▸ EXERCISES TO COMPLETE
A: Answer these from the draft format article:
(i) Which two green cards were moved down to common?
(ii) Which color pair has proven one of the most reliable in the format?
(iii) Which color did the writer want to prioritize in ONE?
B: Carry the draft format article forward from its last sentence.

▸ EXCERPT PROVIDED
==============================

This format is a far cry from Phyrexia All Will Be One (ONE). We no longer need to be hyper-vigilant regarding aggressive threats. This isn't to say we can afford to neglect the board, but control decks can exist in this format. For those who remember the Innistrad blocks, many of the cards will feel familiar. However, this being a very different format, many of them perform differently.

Is Green the Best Color?

Veterans of original Shadows Over Innistrad (SOI) draft will notice that a number of the rarities have changed in this format. Most notably are the ones in green. Obsessive Skinner and Gnarlwood Dryad have been rarity-shifted down to common. In original SOI, these cards were very strong, and these downgrade gives the green delirium package a number of powerful payoffs. Drafting these in multiples can be a powerful route through the draft.

Additionally, one of the most reliable color pairs in the format has proven to be GW Humans. There are a reasonable number of green and white cards to help us build out our curve in the early game. While this deck lost some of its power after the rotation of last week's "Tribal Payoffs," Intrepid Provisioner, True-Faith Censor, and Courageous Outrider all provide a good amount of power to help this creature-based deck power through the late game.

Competing Synergies in a Synergy Format

One of my favorite ways to approach a draft is to get deep in a single color. For this reason, we wanted to prioritize red in ONE, as it was deep at common and the cards were extremely flexible. It is nice to know that green is strong, but our focus should be on finding an archetype more than a color. The green delirium cards don't play well with the GW Humans cards. For the Delirium deck, we want to prioritize things like Terrarion and Grapple with the Past. Those cards don't get the job done in Humans.

As we work through the draft, our decks will oftentimes look like this.

==============================

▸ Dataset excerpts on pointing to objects

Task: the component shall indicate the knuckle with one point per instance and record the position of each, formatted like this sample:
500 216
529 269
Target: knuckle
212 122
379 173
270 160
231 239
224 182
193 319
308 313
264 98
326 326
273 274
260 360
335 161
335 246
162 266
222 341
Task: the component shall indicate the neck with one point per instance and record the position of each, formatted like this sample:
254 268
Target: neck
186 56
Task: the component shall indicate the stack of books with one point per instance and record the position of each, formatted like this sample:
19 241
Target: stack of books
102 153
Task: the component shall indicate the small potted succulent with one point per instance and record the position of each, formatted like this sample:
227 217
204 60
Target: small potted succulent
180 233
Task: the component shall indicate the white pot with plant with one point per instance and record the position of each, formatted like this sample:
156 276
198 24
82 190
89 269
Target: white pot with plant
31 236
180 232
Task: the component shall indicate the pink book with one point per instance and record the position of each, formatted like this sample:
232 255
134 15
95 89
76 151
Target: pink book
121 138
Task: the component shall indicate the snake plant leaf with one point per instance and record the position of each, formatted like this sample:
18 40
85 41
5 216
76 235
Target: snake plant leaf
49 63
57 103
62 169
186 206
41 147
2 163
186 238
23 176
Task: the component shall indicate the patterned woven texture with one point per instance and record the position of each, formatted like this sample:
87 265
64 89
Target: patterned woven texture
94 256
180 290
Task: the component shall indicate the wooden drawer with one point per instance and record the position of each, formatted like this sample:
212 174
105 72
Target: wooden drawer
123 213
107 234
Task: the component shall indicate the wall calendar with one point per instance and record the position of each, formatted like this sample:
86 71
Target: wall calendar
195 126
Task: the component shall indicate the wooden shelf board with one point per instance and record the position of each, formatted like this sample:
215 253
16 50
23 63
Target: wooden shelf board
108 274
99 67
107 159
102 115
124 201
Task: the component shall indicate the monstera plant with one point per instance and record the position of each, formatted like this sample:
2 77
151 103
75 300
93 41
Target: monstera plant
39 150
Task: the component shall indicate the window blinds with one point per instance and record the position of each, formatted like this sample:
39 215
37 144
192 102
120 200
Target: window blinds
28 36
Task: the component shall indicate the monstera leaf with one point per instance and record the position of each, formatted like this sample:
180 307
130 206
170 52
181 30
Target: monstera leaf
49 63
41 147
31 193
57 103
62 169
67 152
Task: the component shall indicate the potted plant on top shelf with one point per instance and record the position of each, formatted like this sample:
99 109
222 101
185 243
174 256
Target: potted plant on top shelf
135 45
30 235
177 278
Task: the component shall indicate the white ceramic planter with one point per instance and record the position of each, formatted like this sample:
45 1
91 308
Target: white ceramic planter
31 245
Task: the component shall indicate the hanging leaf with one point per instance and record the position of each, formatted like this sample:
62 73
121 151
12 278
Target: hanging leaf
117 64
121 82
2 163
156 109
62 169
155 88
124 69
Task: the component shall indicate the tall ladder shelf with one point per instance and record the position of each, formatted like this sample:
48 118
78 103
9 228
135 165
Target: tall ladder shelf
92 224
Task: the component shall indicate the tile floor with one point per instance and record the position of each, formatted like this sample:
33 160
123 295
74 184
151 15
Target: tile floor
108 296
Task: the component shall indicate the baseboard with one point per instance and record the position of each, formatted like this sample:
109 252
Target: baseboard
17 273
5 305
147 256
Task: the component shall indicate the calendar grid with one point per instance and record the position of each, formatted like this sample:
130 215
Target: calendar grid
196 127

==============================

▸ ANSWERS TO THE PROBLEMS
A:
(i) Obsessive Skinner and Gnarlwood Dryad
(ii) GW Humans
(iii) Red

B:
While one could say that we're positioned to be a GU deck, the truth is we have cards for a white-based Humans deck, and we have cards for a Blue-Based Control deck. There is a world where they might overlap, but we shouldn't just assume that the two colors we're seeing represents the best deck. These white cards do not want Forbidden Alchemy. In this format we're okay straddling two decks, but we don't want to play two colors just because they're open. Cohesion is important.

A pile of midrange cards is a recipe for disaster. We always talk about having a plan in draft; in this format, we should stick to the scripted archetypes or iterate off of them. Good stuff from color A plus good stuff from color B does not necessarily make a good deck.

Engaging with the Draft

If we're expected to know what archetypes are open, we need to identify the commons and key uncommons that make a deck great. We can start the deck with cards that are more flexible like Drag Under, Incendiary Flow, or Faith Unbroken. However, we want to commit to a lane that offers us some genuine upside.

UW Spirits

Spirits loses Drogskul Captain this week, but Feeling of the Dread has stepped up in its absence. Spirits wants to race, and the flashback common makes that trivially easy. Additionally, Apothecary Geist looks a little weak compared with more modern commons like Oil-Gorger Troll, but this format is not as powerful as ONE. If we're seeing these cards late, we should consider them signs. This deck wants two drops and tempo-based interaction. Often times, I'll top my curve with Faithbearer Paladin, who plays well in the archetype.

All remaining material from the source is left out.